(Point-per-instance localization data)
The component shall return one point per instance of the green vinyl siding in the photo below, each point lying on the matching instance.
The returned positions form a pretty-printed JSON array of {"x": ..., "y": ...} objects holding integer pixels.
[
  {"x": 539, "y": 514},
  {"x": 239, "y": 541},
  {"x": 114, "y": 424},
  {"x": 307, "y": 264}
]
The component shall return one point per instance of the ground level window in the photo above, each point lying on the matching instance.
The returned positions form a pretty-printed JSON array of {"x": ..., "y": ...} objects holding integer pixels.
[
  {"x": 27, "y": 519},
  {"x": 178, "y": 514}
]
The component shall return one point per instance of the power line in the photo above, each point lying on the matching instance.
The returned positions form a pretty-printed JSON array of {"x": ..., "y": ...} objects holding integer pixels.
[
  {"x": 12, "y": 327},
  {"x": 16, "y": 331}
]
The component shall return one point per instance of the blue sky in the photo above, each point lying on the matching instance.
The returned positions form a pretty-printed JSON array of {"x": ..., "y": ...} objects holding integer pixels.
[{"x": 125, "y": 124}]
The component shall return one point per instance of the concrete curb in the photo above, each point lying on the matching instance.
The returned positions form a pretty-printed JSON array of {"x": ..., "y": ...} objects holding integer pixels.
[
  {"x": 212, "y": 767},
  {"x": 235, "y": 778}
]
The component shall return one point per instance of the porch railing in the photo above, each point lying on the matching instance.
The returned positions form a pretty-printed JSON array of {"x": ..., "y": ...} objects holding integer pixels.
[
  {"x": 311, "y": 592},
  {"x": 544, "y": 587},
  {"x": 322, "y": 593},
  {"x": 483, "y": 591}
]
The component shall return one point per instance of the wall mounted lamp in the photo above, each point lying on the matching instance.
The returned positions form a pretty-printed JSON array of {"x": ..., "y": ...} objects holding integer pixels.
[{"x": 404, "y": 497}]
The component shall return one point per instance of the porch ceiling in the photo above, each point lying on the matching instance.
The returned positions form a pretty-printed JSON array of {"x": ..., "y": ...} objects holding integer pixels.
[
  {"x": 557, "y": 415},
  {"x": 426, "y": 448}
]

_Exercise directions_
All that is needed is the exact run of lines above from the line containing "The component shall return one point per instance of the ground" through the line containing "The component shall return one point per instance of the power", both of them included.

_Written response_
The component shall return one point per instance of the ground level window in the photo above, each point lying on the matching instance.
The returned positions form a pretty-printed JSON array of {"x": ..., "y": ...} objects holding integer pixels.
[
  {"x": 27, "y": 519},
  {"x": 178, "y": 514}
]
The component shall return one point per instance of the power line in the photo above, each point lying on the matching instance.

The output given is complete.